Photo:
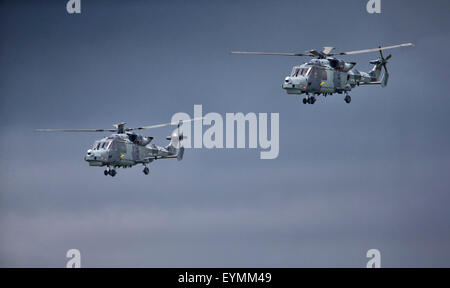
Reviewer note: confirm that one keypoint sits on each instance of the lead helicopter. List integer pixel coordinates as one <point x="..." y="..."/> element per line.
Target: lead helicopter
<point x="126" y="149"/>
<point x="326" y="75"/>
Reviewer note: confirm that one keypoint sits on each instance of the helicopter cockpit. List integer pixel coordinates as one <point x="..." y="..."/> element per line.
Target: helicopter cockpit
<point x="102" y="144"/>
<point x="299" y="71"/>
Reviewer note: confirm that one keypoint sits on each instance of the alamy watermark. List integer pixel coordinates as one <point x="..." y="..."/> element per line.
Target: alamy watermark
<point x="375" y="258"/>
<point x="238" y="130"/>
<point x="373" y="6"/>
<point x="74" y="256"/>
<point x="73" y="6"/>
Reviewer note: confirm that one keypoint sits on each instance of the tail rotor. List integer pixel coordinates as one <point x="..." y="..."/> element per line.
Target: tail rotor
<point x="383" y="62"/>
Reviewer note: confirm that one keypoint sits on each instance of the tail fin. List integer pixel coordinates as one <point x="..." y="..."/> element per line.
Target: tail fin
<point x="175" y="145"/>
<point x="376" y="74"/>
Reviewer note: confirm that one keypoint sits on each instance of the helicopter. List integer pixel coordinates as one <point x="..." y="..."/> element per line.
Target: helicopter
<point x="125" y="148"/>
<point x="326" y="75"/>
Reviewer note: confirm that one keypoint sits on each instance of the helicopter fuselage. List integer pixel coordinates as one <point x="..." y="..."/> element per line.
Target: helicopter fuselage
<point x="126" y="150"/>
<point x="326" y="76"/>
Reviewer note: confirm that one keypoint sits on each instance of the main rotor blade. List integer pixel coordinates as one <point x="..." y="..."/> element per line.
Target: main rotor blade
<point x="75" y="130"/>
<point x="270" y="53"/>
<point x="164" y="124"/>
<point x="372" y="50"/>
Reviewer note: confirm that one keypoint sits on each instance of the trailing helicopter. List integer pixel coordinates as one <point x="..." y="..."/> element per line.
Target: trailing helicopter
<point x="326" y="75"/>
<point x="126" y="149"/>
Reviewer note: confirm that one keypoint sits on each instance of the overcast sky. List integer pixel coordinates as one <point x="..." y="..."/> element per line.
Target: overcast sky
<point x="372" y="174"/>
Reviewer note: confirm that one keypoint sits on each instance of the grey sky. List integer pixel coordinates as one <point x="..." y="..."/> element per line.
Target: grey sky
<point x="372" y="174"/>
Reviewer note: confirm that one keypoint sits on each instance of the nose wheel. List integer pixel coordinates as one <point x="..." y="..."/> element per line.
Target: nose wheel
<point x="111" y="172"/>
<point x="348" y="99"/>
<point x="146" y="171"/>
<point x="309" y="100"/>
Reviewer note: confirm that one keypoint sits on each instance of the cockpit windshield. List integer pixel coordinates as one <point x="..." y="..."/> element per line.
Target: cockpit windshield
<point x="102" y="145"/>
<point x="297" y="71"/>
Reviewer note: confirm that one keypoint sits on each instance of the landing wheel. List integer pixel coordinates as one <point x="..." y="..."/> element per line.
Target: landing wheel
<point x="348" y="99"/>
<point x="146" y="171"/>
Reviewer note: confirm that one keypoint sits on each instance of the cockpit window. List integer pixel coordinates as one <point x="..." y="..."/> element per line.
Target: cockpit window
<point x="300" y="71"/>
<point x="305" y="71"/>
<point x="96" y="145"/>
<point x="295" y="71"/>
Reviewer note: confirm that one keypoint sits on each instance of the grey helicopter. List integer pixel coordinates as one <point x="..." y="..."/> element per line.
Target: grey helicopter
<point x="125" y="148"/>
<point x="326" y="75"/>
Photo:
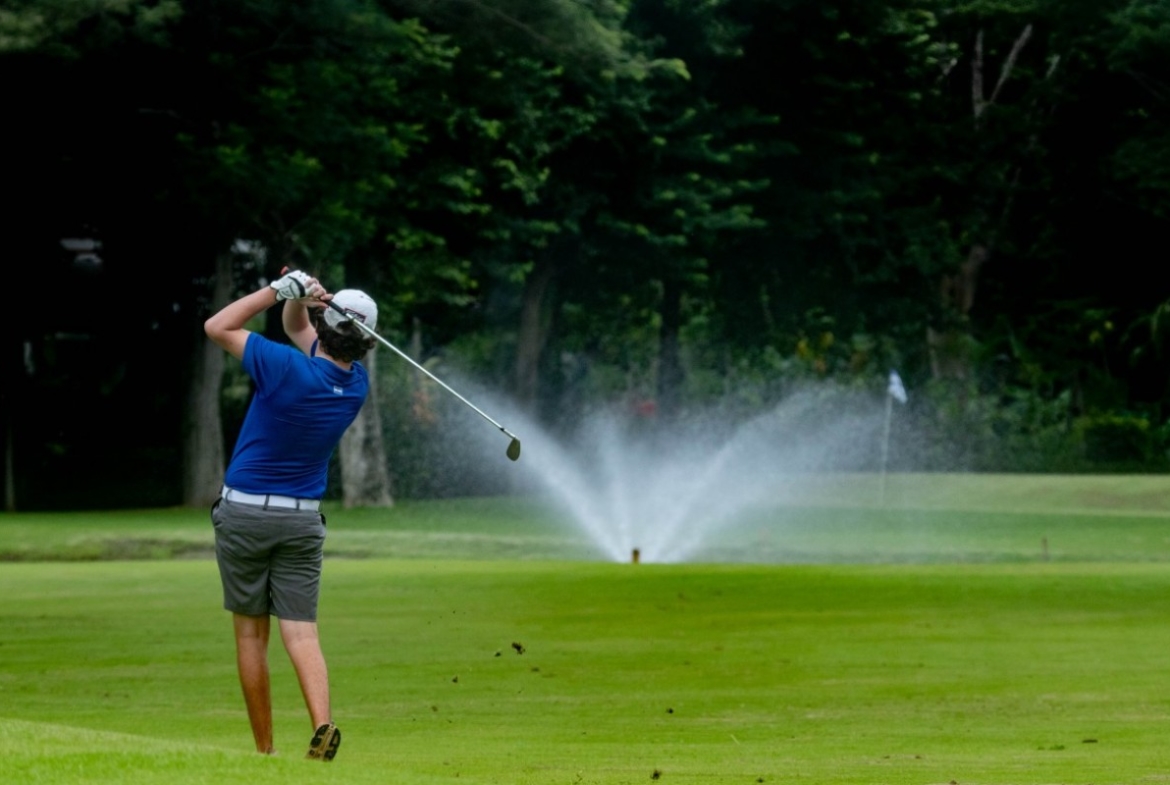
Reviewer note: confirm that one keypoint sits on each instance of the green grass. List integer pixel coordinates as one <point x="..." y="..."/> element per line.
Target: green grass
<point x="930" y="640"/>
··········
- [Exercise task]
Reproduce everything from the line containing "the cockpit windshield." down to the end of the data, requests included, multiplying each x and y point coordinate in the answers by 2.15 and rounding to whole numbers, with halves rounded up. Leave the pictures out.

- [Written reply]
Reviewer note: confirm that one keypoint sits on each instance of the cockpit windshield. List integer pixel coordinates as one <point x="..." y="..."/> element per line.
Target: cockpit windshield
<point x="219" y="312"/>
<point x="639" y="153"/>
Reviewer note: confirm that one keypoint sits on each instance of the landing wheel. List integer pixel coordinates as one <point x="..." y="..."/> element per line.
Target: landing wheel
<point x="748" y="213"/>
<point x="314" y="368"/>
Reviewer note: confirm that one keypoint sits on each instance of the cockpit window. List integer pixel coordinates as one <point x="..." y="..."/> element per line.
Target: cockpit window
<point x="645" y="153"/>
<point x="656" y="153"/>
<point x="206" y="312"/>
<point x="634" y="153"/>
Reviewer note: confirm that one keypoint sits on each instance of the grey helicopter. List integer pixel coordinates as one <point x="..." y="..."/> element per line.
Target: grey helicopter
<point x="269" y="318"/>
<point x="701" y="161"/>
Photo:
Reviewer note: confirm that one keypoint sits on each instance of the green grass. List integer pixel coordinates as one <point x="..." y="..."/> element per line.
Target: green grass
<point x="2000" y="1376"/>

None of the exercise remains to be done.